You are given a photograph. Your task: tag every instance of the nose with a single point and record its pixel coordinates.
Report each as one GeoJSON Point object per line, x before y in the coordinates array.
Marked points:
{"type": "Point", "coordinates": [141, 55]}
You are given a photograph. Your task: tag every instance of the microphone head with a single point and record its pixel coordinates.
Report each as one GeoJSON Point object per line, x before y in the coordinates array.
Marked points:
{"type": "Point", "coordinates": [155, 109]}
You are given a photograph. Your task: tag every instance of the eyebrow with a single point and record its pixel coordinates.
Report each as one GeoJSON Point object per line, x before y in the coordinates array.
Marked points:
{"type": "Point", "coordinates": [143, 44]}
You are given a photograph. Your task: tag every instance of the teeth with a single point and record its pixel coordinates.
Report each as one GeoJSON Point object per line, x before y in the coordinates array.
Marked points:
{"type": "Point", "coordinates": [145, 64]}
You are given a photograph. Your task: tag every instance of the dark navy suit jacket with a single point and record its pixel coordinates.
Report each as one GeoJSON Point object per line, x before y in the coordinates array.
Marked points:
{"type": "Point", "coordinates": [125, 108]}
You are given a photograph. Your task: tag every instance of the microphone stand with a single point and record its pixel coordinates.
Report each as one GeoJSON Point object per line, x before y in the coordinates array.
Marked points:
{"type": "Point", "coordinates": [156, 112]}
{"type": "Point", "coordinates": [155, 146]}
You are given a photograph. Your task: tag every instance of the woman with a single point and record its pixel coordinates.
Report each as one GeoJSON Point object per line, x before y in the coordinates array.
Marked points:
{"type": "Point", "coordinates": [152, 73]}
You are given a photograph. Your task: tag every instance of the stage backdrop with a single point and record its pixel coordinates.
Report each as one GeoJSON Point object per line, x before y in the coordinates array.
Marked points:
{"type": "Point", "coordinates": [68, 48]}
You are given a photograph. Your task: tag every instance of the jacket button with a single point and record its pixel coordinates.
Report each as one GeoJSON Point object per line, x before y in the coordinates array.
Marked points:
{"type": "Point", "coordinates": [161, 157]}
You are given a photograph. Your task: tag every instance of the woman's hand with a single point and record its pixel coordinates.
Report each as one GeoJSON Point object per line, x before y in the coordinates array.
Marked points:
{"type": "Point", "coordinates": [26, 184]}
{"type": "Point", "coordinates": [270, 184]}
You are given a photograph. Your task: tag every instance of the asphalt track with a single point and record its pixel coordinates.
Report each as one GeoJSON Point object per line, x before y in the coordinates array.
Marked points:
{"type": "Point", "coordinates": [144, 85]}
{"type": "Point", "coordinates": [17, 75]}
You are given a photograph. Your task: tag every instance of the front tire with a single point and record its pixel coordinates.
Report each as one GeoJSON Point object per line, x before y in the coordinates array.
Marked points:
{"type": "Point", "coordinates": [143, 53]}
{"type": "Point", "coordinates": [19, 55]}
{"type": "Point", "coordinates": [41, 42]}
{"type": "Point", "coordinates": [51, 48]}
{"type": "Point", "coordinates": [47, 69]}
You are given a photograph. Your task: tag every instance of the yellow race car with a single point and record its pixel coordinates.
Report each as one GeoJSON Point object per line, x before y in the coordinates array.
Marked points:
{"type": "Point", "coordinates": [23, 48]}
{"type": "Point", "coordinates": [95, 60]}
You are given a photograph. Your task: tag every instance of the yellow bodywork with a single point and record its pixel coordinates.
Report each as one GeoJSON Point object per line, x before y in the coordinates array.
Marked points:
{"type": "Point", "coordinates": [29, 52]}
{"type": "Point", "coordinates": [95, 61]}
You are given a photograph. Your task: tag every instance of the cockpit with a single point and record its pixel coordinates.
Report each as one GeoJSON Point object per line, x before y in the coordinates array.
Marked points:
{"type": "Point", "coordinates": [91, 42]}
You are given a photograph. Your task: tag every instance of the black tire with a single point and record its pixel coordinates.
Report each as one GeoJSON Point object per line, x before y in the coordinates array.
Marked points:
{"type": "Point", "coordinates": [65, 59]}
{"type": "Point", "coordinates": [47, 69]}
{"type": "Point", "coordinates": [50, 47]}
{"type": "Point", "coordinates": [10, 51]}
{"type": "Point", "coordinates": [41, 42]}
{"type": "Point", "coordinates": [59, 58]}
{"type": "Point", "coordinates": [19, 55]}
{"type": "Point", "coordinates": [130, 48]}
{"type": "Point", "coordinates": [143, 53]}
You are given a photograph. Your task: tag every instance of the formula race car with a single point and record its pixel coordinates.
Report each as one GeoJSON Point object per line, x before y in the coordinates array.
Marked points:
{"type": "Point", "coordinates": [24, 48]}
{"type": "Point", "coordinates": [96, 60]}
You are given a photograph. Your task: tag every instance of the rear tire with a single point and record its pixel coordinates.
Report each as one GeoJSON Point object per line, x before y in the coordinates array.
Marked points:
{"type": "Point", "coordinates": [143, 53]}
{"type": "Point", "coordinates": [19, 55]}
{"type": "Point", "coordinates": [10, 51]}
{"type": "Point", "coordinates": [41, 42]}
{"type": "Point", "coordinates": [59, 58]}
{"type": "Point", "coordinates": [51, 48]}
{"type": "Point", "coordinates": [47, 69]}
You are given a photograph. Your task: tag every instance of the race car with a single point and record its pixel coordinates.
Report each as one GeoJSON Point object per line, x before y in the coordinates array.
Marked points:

* * *

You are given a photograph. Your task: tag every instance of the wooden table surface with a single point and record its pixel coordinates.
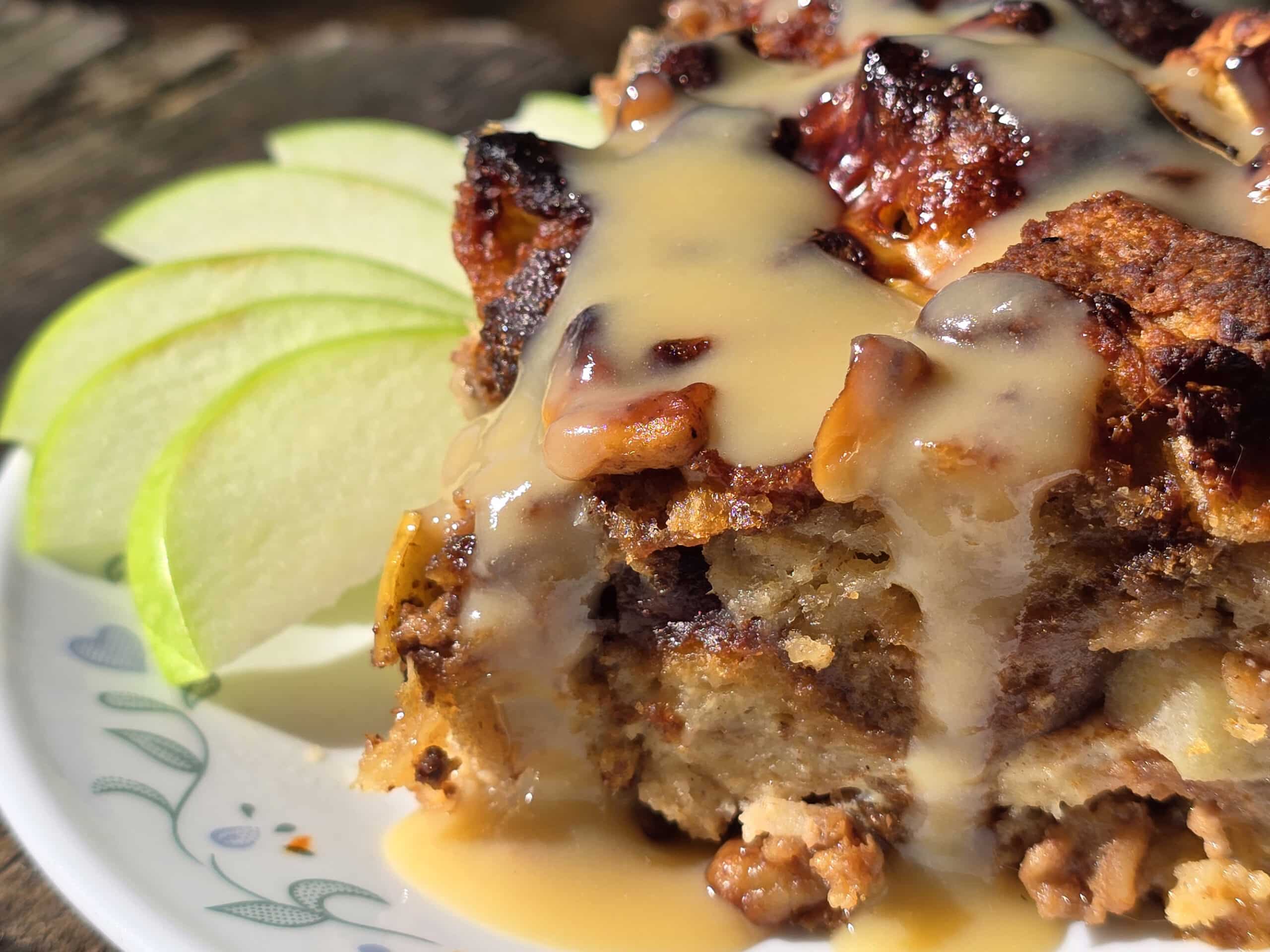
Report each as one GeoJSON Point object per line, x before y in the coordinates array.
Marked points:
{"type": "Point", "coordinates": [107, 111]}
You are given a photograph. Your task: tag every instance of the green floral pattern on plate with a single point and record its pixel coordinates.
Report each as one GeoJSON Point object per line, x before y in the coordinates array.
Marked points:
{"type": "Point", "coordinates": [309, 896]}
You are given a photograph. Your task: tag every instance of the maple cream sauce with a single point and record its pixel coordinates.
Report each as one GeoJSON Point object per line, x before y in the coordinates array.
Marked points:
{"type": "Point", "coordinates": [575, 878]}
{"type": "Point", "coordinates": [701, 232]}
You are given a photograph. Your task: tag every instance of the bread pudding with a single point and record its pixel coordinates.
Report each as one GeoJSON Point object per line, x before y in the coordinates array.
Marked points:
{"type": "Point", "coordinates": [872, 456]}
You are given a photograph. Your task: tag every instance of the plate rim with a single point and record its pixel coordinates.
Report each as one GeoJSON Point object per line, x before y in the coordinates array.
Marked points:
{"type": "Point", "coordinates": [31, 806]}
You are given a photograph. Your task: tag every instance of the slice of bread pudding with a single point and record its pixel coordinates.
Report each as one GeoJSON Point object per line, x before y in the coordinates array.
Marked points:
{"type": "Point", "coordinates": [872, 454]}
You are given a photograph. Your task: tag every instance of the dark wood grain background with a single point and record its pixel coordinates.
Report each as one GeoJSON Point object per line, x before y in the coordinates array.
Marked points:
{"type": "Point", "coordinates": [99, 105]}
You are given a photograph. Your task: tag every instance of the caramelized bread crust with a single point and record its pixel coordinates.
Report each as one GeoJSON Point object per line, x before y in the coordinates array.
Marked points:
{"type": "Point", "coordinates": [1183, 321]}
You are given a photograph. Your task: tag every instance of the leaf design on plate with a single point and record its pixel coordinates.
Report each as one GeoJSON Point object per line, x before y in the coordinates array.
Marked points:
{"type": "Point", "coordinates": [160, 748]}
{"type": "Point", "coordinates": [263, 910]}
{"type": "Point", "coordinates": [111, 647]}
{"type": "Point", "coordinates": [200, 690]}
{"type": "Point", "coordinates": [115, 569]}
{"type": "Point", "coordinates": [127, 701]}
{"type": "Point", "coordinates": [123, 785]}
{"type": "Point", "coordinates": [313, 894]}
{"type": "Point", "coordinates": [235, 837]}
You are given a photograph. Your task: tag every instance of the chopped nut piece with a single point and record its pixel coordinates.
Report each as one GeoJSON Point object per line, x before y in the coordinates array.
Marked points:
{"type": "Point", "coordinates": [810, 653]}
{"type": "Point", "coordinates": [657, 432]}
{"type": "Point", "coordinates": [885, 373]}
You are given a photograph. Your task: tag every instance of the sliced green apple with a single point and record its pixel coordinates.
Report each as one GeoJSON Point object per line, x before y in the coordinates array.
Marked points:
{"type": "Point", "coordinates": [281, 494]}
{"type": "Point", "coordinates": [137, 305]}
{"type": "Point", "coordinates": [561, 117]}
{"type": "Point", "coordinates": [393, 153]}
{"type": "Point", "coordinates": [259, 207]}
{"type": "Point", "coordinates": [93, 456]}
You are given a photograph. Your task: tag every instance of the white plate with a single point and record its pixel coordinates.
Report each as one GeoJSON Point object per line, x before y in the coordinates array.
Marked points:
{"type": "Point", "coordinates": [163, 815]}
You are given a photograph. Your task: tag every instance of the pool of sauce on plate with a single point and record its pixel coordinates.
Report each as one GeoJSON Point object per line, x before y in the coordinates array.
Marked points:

*TASK INSTRUCTIONS:* Show every line of the rows above that contains the word "yellow".

*COMPLETED EXERCISE:*
You are given a photograph. Your task: tag every instance of the yellow race car with a single point and record its pixel coordinates.
You are given a photograph. Your task: tag every instance of the yellow bodywork with a single point and record its pixel coordinates.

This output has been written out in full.